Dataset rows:
▬▬▬▬▬▬▬▬▬▬

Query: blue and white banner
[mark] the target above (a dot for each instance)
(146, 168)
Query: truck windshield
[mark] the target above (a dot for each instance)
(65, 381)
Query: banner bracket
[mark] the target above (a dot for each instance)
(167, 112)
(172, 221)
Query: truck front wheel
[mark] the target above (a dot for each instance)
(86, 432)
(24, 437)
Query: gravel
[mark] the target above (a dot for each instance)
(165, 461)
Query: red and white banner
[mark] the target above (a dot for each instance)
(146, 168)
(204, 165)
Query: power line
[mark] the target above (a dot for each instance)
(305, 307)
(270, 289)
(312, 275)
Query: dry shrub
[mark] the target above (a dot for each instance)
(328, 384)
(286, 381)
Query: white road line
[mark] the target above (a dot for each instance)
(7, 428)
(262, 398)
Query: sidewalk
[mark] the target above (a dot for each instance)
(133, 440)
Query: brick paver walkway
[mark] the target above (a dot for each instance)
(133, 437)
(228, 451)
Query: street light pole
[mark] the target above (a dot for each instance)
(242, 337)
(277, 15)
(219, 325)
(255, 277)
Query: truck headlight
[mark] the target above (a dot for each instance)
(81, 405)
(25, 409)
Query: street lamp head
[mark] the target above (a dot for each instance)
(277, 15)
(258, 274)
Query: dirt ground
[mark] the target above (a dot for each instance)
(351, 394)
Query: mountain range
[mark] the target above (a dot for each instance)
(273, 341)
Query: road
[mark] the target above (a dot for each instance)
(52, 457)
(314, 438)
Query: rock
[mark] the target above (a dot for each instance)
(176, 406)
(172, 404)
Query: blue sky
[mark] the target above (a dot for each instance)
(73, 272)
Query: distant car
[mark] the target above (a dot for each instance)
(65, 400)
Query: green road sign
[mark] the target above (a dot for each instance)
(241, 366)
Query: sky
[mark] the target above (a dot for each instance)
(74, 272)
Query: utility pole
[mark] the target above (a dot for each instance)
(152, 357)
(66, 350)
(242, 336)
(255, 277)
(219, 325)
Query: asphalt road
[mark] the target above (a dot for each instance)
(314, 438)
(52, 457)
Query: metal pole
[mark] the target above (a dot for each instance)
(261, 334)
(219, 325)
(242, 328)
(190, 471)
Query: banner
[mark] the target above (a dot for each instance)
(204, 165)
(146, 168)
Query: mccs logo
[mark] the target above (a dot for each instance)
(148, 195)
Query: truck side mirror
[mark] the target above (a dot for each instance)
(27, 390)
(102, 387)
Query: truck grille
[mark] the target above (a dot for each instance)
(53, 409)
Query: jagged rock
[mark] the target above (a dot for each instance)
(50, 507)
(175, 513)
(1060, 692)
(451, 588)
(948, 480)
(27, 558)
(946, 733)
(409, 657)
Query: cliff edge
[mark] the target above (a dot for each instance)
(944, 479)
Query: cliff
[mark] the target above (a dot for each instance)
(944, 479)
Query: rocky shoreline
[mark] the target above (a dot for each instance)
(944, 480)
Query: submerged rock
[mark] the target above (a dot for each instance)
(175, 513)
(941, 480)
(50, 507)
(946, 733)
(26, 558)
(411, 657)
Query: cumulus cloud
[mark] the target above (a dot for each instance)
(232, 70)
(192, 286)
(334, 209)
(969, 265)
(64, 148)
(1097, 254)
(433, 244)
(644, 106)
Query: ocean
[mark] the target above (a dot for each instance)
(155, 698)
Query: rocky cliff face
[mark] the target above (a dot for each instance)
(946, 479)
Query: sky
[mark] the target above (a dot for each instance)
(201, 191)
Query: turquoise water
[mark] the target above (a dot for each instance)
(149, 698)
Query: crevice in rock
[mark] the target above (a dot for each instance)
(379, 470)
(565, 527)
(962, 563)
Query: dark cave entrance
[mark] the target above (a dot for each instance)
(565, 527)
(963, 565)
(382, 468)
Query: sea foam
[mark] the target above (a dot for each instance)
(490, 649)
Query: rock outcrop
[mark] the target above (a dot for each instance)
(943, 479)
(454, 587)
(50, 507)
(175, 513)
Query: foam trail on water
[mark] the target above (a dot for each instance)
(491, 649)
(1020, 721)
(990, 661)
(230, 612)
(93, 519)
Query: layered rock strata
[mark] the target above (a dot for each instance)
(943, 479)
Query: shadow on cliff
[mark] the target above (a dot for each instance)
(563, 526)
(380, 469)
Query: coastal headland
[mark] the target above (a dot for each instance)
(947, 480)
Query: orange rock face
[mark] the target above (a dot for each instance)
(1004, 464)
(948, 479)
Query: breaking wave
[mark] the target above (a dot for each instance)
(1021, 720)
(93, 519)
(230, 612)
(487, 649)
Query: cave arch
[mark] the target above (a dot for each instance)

▬▬▬▬▬▬▬▬▬▬

Give the data again, exactly as it stands.

• EXERCISE RESULT
Query: blue and white banner
[mark] the target above (a dot for each instance)
(146, 168)
Query: truck windshield
[mark] the target above (a dot for each instance)
(65, 381)
Query: banner bracket
[mark] the target above (a dot for each instance)
(167, 112)
(172, 221)
Query: truck front wheel
[mark] the target above (a dot for each instance)
(86, 432)
(24, 437)
Query: gravel
[mark] the target above (a dot for each instance)
(165, 461)
Query: red and white banner
[mark] the target above (a dot for each instance)
(146, 168)
(204, 165)
Query: power line
[mark] the target above (a dot for each instance)
(305, 307)
(270, 289)
(312, 275)
Query: dry shrub
[mark] the target above (a dot for each instance)
(328, 384)
(286, 381)
Query: white road line
[mark] the target above (a dot for each instance)
(7, 428)
(262, 398)
Query: sidewalk
[mark] the target above (a dot for each instance)
(133, 440)
Query: brick paver walkway
[mark] the target above (a dot for each instance)
(133, 437)
(228, 451)
Query: street light pole
[mark] the target above (a dot for each instance)
(242, 337)
(277, 15)
(219, 325)
(255, 277)
Query: truck headlight
[mark] the target above (a dot for each instance)
(81, 405)
(25, 409)
Query: street lamp head
[mark] the target above (a dot for each instance)
(277, 15)
(258, 274)
Query: dirt ground
[mark] the target above (a dot for each instance)
(351, 394)
Query: mountain range
[mark] the target above (a dot for each instance)
(273, 341)
Query: road
[mark] the target above (a dot for each instance)
(52, 457)
(314, 438)
Query: rock
[mark] the target above (a dot for each instance)
(176, 406)
(172, 404)
Query: blue sky
[mark] the target above (a dot for each instance)
(73, 272)
Query: distant car
[mark] the target above (a dot for each instance)
(65, 400)
Query: green road sign
[mark] the target above (a dot for each instance)
(241, 366)
Query: sky
[mark] the target above (a dot for each instance)
(74, 272)
Query: utility pole
[mark] the target above (a dot for each instance)
(152, 357)
(66, 350)
(242, 336)
(255, 277)
(219, 325)
Query: asphalt road
[mark] the target above (a dot for each instance)
(314, 438)
(52, 457)
Query: metal pole
[mark] the target above (a dot for each instance)
(261, 334)
(219, 325)
(242, 328)
(190, 471)
Query: banner
[mark] the target above (a dot for each instance)
(204, 165)
(146, 168)
Query: mccs logo
[mark] the target above (a dot for each instance)
(148, 195)
Query: truck side mirror
[mark] the target above (a dot for each instance)
(27, 390)
(102, 387)
Query: truck grille
[mark] the target above (a dot for each instance)
(53, 409)
Query: jagged rock
[mark] the target above (a dot for each instance)
(50, 507)
(175, 513)
(1060, 692)
(451, 588)
(948, 480)
(27, 558)
(946, 733)
(409, 657)
Query: cliff edge
[mark] the target above (a dot for each instance)
(944, 479)
Query: cliff
[mark] the target above (a dot for each instance)
(944, 479)
Query: rocky shoreline
[mark] the target above (a dot for each instance)
(944, 480)
Query: submerged rock
[mark] the target above (a dot for each instance)
(175, 513)
(941, 480)
(50, 507)
(946, 733)
(26, 558)
(411, 657)
Query: cumulus cloud
[mark] the target above (a dot for each instance)
(232, 70)
(192, 286)
(334, 209)
(969, 265)
(64, 148)
(1097, 254)
(433, 244)
(644, 106)
Query: ocean
[mark] the target above (a dot for each instance)
(155, 698)
Query: rocky cliff face
[mark] the target above (a dot for each instance)
(946, 479)
Query: sky
[mark] the target above (a dot for each instance)
(201, 191)
Query: turquoise water
[mark] the target above (a dot for each instance)
(149, 698)
Query: crevice in rock
[mark] the target above (a dot for each instance)
(379, 470)
(565, 527)
(962, 563)
Query: dark cave entrance
[mark] the target above (a dot for each instance)
(565, 527)
(963, 565)
(382, 468)
Query: sea foam
[mark] the target above (a dot for each instance)
(490, 649)
Query: rock outcrop
[mark] the target above (a dot for each instance)
(943, 479)
(454, 587)
(50, 507)
(175, 513)
Query: foam trail on water
[mark] the target above (a dot for each instance)
(491, 649)
(1020, 721)
(990, 661)
(230, 612)
(93, 519)
Query: layered rock strata
[mark] the target above (a dot for each instance)
(943, 479)
Query: shadow on cliff
[mark] the target above (a dot for each instance)
(563, 526)
(380, 469)
Query: coastal headland
[mark] the target above (a dot for each instance)
(947, 480)
Query: orange rock face
[mark] the target above (a dot for each instance)
(1004, 464)
(948, 479)
Query: breaking wave
[mark] the target above (a dot for each instance)
(1021, 720)
(93, 519)
(230, 612)
(487, 649)
Query: cave arch
[mark] the target above (a dot for each instance)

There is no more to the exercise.